EXTRACTED INFORMATION:
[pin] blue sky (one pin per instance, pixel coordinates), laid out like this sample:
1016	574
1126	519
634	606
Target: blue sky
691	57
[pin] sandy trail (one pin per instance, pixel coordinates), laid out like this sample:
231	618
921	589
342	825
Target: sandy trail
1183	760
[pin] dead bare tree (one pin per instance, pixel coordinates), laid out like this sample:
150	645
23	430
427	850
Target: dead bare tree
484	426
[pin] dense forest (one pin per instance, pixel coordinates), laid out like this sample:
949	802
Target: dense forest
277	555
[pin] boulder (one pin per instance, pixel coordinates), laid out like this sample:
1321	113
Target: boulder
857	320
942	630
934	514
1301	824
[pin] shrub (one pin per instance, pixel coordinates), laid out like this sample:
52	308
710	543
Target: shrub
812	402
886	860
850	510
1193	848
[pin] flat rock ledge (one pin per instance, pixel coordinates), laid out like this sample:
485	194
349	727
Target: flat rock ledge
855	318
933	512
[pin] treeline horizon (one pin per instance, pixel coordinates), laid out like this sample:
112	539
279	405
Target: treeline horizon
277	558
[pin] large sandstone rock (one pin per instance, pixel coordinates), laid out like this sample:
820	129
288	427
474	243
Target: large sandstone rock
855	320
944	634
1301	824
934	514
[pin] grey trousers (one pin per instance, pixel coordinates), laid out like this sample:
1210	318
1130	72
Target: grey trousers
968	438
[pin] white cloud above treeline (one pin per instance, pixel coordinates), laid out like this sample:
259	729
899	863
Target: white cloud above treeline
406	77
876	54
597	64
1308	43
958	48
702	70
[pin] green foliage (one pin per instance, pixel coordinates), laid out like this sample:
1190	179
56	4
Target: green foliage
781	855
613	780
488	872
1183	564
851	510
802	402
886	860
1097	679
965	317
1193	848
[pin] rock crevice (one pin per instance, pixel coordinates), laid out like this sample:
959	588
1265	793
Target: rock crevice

PROMPT:
Present the stretch of the material from the line containing "[pin] grey trousers" through the end of the material as a Markdown table with the columns Row and Content, numbering each line in order and leaving out blank lines.

OUTPUT:
| Row | Content |
|---|---|
| 1 | [pin] grey trousers (one pin per instance, pixel coordinates), laid out like this sample: |
| 2 | 1210	318 |
| 3 | 1130	72 |
| 4 | Target: grey trousers |
| 5 | 968	438 |
| 6 | [pin] white cloud above treeline (one pin per instance, pixel coordinates), laid out like this sample: |
| 7 | 259	729 |
| 8 | 899	863 |
| 9 | Target: white cloud above treeline |
| 10 | 406	77 |
| 11 | 876	54 |
| 12 | 597	64 |
| 13 | 1308	43 |
| 14 | 958	48 |
| 15 | 702	70 |
| 16 | [pin] green foliage (one pin per instance, pixel coordinates), laid out like this sample: |
| 17 | 1190	179 |
| 18 | 56	4 |
| 19 | Target: green foliage |
| 20 | 781	855 |
| 21 | 613	780 |
| 22 | 488	872 |
| 23 | 1183	564 |
| 24 | 851	510 |
| 25 | 802	402 |
| 26 | 886	860 |
| 27 | 1097	679 |
| 28 | 965	317 |
| 29 | 1193	848 |
| 30 | [pin] rock crevice (one pin per instance, pixel coordinates), laid out like this sample: |
| 31 | 959	588 |
| 32 | 1265	793 |
| 33 | Target: rock crevice |